__What the task requires__
Set out exactly every line of the entries below, starting at the line that holds "of the landscaping" and stopping after the line that holds "of the green".

__Input material__

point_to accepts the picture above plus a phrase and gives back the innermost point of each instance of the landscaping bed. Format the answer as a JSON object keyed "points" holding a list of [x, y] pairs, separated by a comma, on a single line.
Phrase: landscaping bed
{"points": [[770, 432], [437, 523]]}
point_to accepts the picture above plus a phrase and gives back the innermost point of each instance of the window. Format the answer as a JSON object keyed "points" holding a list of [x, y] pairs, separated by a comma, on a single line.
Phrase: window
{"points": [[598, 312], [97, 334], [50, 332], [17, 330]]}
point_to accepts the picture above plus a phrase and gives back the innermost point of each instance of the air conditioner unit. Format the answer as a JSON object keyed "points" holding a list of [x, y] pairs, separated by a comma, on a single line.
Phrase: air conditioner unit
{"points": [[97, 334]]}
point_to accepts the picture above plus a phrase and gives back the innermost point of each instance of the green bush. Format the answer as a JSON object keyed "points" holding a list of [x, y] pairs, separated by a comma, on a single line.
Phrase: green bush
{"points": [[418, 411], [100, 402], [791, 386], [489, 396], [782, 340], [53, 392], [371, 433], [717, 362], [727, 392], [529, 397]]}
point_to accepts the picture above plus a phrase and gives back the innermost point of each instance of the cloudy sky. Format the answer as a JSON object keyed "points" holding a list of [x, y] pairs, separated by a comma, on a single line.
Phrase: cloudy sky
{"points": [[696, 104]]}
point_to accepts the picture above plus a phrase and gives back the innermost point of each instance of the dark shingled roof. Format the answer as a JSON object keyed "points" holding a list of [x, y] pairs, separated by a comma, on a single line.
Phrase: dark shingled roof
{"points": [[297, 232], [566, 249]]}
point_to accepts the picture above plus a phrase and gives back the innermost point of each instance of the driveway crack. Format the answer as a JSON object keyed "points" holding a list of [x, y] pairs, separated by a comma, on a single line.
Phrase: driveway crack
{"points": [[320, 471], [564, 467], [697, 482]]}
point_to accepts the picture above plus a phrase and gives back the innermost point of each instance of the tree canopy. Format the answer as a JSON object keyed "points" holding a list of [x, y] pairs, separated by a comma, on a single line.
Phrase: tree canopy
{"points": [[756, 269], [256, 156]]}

--

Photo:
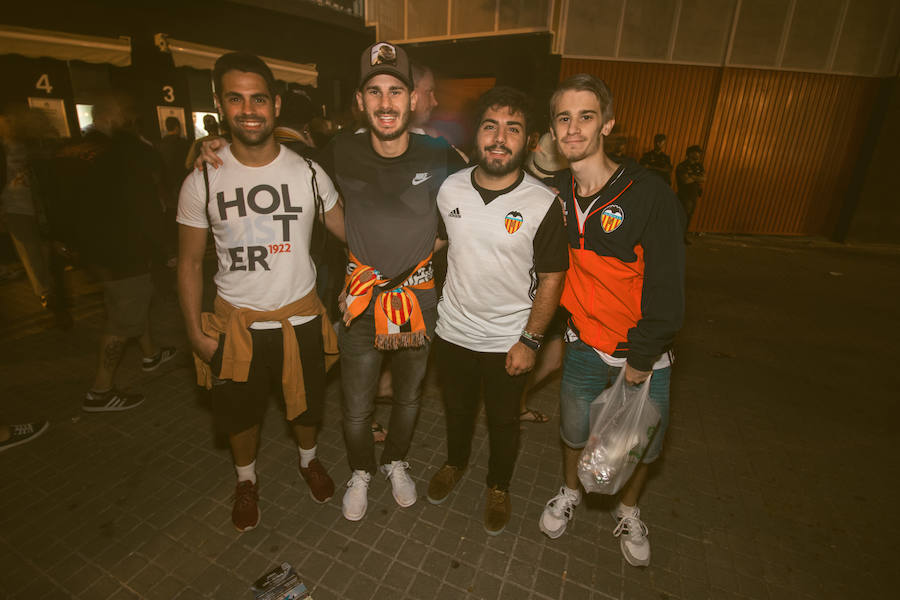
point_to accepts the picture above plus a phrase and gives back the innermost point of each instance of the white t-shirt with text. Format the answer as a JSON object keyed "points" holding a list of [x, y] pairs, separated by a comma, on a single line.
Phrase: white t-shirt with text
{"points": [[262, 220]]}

...

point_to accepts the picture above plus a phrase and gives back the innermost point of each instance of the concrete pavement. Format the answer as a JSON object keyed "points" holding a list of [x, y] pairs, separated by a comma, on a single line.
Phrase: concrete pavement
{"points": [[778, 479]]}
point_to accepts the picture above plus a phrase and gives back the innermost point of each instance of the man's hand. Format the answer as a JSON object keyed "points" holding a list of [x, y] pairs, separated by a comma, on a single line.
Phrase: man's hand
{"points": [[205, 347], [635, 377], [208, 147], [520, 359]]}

__Answer to this exercise__
point_to accepts the picture above plus a phrase and gives back the innermost point of each instance of the landscaping bed. Format the answer as a JSON object keyed "points" holding a list of [x, y] pairs, separated by a comma, on a single line.
Phrase: landscaping bed
{"points": [[770, 432], [437, 523]]}
point_to accepts the picture above plus a phrase and gives back the innermost point of each instance of the window. Format the answer as a JSON object keyed "points" holding a list of [x, y] pairs, separated by a comma, on a single line.
Phrase: window
{"points": [[598, 312], [97, 334], [50, 332], [17, 330]]}
point_to accepts the picture above plus a phrase and gives back the innermost point of each instance of the air conditioner unit. Format the answer as a JSON object keyed "points" holding a list of [x, y] pairs, separated by a comma, on a single line.
Phrase: air conditioner unit
{"points": [[97, 334]]}
point_to accepts the picture above plus a phrase and gives back the innermost point of each instance of the green bush. Format the answer as a JSON object keyed "points" holding a list of [x, y] pairs, separated by a comma, on a single line.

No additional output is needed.